# Got my LA Done!



## AlaskaBoers (May 7, 2008)

I got Linear Apprasial done today on both of my Alpines! Elizabeth Henning of AZ came up (she and Ms Acton are judging on Tues). 
Can't say I was real impressed with my scores  but I learned a lot about conformation! 
Heavenly Peace Angel (American Doe, 2 yr old 2nd fresh) scored an 82 +VV+ 
Heavenly Peace Hewa Hewa Ali'i (American Buck 3 year old) scored an 80 A+VV

I went to a friends for the apprasial and one of her does went 91!!! a few more went 90's...sweet!! :clap: 

I'll update when the show is over...oh SO busy! :thumb:


----------



## KW Farms (Jun 21, 2008)

Whooohooo!!! :stars: Congrats!!


----------



## liz (Oct 5, 2007)

GREAT!!!! I'll be looking into LA next year...MUCH better option for me compared to showing.


----------



## toth boer goats (Jul 20, 2008)

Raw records
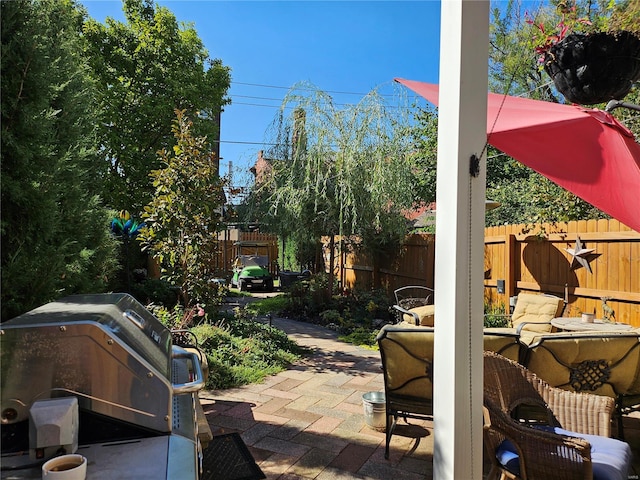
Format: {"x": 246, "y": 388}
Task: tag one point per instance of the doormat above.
{"x": 228, "y": 458}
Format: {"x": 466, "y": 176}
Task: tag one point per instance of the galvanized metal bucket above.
{"x": 374, "y": 410}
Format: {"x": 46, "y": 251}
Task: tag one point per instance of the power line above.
{"x": 305, "y": 89}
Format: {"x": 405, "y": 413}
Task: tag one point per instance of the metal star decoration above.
{"x": 580, "y": 254}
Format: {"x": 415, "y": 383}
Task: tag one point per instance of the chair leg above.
{"x": 391, "y": 425}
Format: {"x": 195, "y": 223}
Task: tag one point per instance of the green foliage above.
{"x": 362, "y": 337}
{"x": 157, "y": 291}
{"x": 242, "y": 351}
{"x": 55, "y": 237}
{"x": 495, "y": 316}
{"x": 268, "y": 305}
{"x": 337, "y": 171}
{"x": 145, "y": 69}
{"x": 183, "y": 217}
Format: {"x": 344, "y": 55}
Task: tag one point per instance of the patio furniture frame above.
{"x": 408, "y": 297}
{"x": 407, "y": 365}
{"x": 515, "y": 399}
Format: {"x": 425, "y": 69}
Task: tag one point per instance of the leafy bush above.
{"x": 362, "y": 337}
{"x": 494, "y": 315}
{"x": 269, "y": 305}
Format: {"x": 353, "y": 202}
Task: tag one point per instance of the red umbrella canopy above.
{"x": 584, "y": 150}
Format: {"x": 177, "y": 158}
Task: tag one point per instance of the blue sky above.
{"x": 338, "y": 46}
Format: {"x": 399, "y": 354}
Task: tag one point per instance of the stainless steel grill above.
{"x": 131, "y": 384}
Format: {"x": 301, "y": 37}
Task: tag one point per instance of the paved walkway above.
{"x": 308, "y": 423}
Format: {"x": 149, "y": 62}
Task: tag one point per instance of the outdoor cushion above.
{"x": 425, "y": 314}
{"x": 610, "y": 457}
{"x": 536, "y": 309}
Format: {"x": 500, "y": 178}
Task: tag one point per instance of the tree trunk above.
{"x": 332, "y": 257}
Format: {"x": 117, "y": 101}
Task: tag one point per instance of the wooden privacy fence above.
{"x": 517, "y": 258}
{"x": 256, "y": 243}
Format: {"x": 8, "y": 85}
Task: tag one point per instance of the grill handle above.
{"x": 198, "y": 381}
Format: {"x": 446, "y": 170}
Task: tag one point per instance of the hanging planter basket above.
{"x": 594, "y": 68}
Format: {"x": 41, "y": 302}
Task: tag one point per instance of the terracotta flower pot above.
{"x": 594, "y": 68}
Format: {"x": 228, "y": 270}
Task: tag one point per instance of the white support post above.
{"x": 459, "y": 261}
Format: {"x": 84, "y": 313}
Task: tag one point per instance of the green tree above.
{"x": 340, "y": 171}
{"x": 183, "y": 218}
{"x": 145, "y": 69}
{"x": 55, "y": 238}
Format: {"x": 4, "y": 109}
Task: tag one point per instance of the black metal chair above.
{"x": 407, "y": 364}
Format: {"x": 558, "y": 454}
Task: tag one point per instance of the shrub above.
{"x": 495, "y": 316}
{"x": 241, "y": 351}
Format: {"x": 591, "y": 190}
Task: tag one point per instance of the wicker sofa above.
{"x": 595, "y": 362}
{"x": 535, "y": 431}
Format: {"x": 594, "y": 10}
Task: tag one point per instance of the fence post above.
{"x": 510, "y": 274}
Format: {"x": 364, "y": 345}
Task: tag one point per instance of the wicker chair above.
{"x": 525, "y": 422}
{"x": 532, "y": 315}
{"x": 414, "y": 304}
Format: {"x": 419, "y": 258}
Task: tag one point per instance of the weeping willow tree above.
{"x": 341, "y": 170}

*PROBLEM SET*:
1. List the usernames of everyone who posted in the linear appraisal thread.
2. Turn the paragraph of the linear appraisal thread beginning "I got Linear Apprasial done today" into a short bulleted list that keeps its main facts.
3. Output the passage of the linear appraisal thread from "## AlaskaBoers (May" up to and including "judging on Tues).", unchanged.

*SET OF ANSWERS*:
1. AlaskaBoers, KW Farms, liz, toth boer goats

2.
- Linear appraisal was done today on both of the poster's Alpines.
- Elizabeth Henning of AZ came up. She and Ms Acton are judging on Tuesday.
- The poster was not very impressed with the scores but learned a lot about conformation.
- Heavenly Peace Angel (American doe, 2 years old, 2nd fresh) scored an 82 +VV+.
- Heavenly Peace Hewa Hewa Ali'i (American buck, 3 years old) scored an 80 A+VV.

3.
## AlaskaBoers (May 7, 2008)

I got Linear Apprasial done today on both of my Alpines! Elizabeth Henning of AZ came up (she and Ms Acton are judging on Tues).